> [Görev a]
Aşağıdaki imar kanunu metnine göre, umumi hizmetlere ayrılmış yerlere rastlayan Hazine ve özel idareye ait arazi ve arsalar, belediye ve mücavir alan hudutları dışında kime bedelsiz terk edilir?

> [Verilen Metin]
----
Değerli abonemiz,
3194 sayılı İmar Kanunu’nun Kamuya ait gayrimenkuller başlıklı 11 inci maddesinde; “İmar planlarında; meydan, yol, su yolu, park, yeşil saha, otopark, toplu taşıma istasyonu ve terminal gibi umumi hizmetlere ayrılmış yerlere rastlayan Vakıflar Genel Müdürlüğüne ait gayrimenkuller ile askeri yasak bölgeler, güvenlik bölgeleri ile ülke güvenliği ile doğrudan doğruya ilgili Türk Silahlı Kuvvetlerine ait harekat ve savunma amaçlı yerler hariç Hazine ve özel idareye ait arazi ve arsalar belediye veya valiliğin teklifi, Maliye ve Gümrük Bakanlığının onayı ile belediye ve mücavir alan sınırları içinde belediyeye; belediye ve mücavir alan hudutları dışında özel idareye bedelsiz terk edilir ve tapu kaydı terkin edilir. Ancak, bu yerlerin üzerinde bina bulunduğu takdirde, arsası hariç yalnız binanın halihazır kıymeti için takdir edilecek bedel ödenir. Bedeli ve ödeme şekli taraflarca tespit olunur.
----
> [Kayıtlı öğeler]
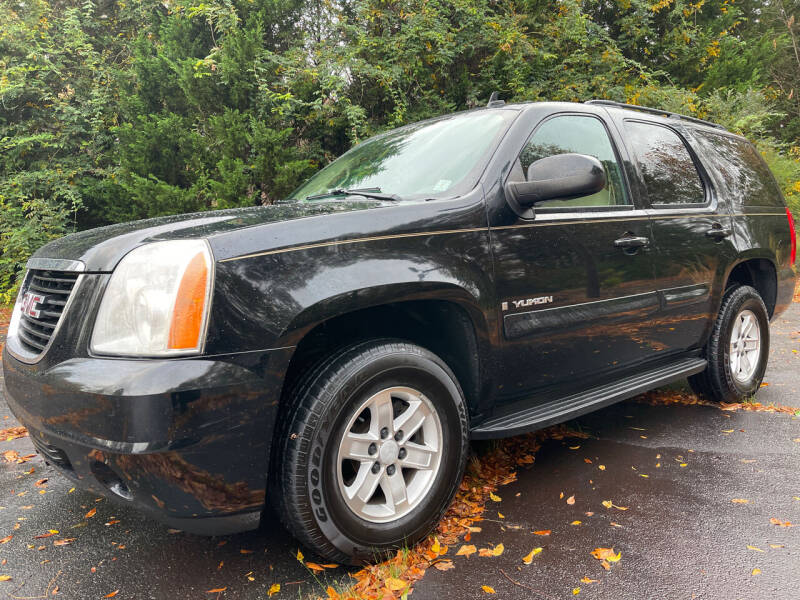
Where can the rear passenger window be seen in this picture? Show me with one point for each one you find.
(744, 173)
(666, 166)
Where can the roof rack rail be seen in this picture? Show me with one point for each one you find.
(655, 111)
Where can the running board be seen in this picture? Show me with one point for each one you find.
(562, 409)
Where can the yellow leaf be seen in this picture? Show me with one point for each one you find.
(606, 554)
(529, 557)
(395, 584)
(466, 550)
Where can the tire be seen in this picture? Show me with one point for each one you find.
(339, 409)
(733, 380)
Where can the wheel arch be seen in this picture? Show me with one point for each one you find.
(441, 317)
(758, 271)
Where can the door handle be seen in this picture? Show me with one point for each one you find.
(632, 241)
(718, 232)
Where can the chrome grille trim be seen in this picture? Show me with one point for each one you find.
(30, 338)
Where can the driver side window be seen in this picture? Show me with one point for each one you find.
(581, 135)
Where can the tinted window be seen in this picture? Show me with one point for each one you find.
(581, 135)
(745, 175)
(665, 164)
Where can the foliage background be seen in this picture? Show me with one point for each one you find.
(112, 110)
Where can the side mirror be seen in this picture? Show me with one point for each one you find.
(561, 176)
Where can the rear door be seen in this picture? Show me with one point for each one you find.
(575, 299)
(692, 230)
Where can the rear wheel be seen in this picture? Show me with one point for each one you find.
(372, 452)
(737, 350)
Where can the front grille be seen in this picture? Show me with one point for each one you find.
(55, 287)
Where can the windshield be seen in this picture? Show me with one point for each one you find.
(427, 159)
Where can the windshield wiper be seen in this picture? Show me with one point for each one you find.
(366, 192)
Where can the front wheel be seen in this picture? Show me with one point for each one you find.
(372, 452)
(737, 350)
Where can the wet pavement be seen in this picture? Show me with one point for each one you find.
(681, 536)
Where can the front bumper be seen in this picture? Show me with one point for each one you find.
(185, 440)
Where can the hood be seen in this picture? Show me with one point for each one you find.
(102, 248)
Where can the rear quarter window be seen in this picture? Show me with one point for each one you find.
(747, 180)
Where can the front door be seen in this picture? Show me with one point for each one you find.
(574, 277)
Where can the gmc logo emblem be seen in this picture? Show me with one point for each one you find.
(29, 303)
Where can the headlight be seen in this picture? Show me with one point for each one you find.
(157, 301)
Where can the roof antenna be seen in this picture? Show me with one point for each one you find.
(494, 101)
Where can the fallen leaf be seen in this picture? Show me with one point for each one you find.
(780, 523)
(395, 584)
(606, 554)
(466, 550)
(444, 565)
(64, 542)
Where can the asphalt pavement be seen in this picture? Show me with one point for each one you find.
(676, 469)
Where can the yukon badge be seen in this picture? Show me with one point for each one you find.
(528, 302)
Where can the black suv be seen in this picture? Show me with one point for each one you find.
(473, 276)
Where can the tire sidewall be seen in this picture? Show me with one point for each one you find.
(349, 533)
(746, 299)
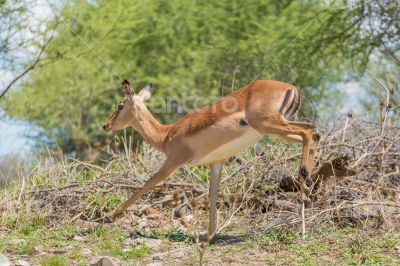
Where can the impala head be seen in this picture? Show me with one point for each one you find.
(128, 110)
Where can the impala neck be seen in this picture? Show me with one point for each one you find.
(150, 129)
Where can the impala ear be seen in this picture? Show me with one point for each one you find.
(145, 93)
(126, 88)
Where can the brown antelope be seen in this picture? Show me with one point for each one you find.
(213, 133)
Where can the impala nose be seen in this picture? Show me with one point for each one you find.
(106, 127)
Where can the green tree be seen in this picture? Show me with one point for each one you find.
(183, 47)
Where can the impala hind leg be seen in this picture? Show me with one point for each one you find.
(291, 131)
(213, 195)
(168, 167)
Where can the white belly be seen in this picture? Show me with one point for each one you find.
(231, 148)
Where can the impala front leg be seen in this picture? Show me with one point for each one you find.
(168, 167)
(213, 195)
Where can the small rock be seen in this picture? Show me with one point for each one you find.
(153, 244)
(153, 216)
(142, 224)
(36, 250)
(79, 238)
(16, 241)
(150, 210)
(106, 261)
(21, 263)
(86, 251)
(4, 261)
(61, 250)
(155, 264)
(126, 249)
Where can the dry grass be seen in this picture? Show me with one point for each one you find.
(363, 191)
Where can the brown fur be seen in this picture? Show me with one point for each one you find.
(213, 133)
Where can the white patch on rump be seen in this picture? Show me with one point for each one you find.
(231, 148)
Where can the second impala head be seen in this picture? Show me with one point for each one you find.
(129, 108)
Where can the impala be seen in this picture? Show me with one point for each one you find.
(213, 133)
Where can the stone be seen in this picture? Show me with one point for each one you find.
(36, 250)
(21, 263)
(16, 241)
(153, 244)
(106, 261)
(4, 261)
(79, 238)
(86, 251)
(142, 224)
(155, 264)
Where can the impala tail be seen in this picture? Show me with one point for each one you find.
(291, 103)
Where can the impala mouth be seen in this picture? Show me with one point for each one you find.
(106, 128)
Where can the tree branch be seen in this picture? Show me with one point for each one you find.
(32, 66)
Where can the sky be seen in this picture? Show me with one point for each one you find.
(13, 133)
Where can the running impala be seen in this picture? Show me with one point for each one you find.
(213, 133)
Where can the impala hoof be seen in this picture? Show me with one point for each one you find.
(316, 137)
(306, 176)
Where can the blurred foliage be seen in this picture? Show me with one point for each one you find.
----
> [Görev b]
Kayıtlarda "rear" dizesini içeren tüm satırları seçip değiştirmeden kopyalayın.

> [Tam Çözüm a]
Özel idareye bedelsiz terk edilir.

> [Tam Çözüm b]
Where can the rear passenger window be seen in this picture? Show me with one point for each one you find.
Where can the rear door be seen in this picture? Show me with one point for each one you find.
Where can the rear wheel be seen in this picture? Show me with one point for each one you find.
Where can the rear quarter window be seen in this picture? Show me with one point for each one you find.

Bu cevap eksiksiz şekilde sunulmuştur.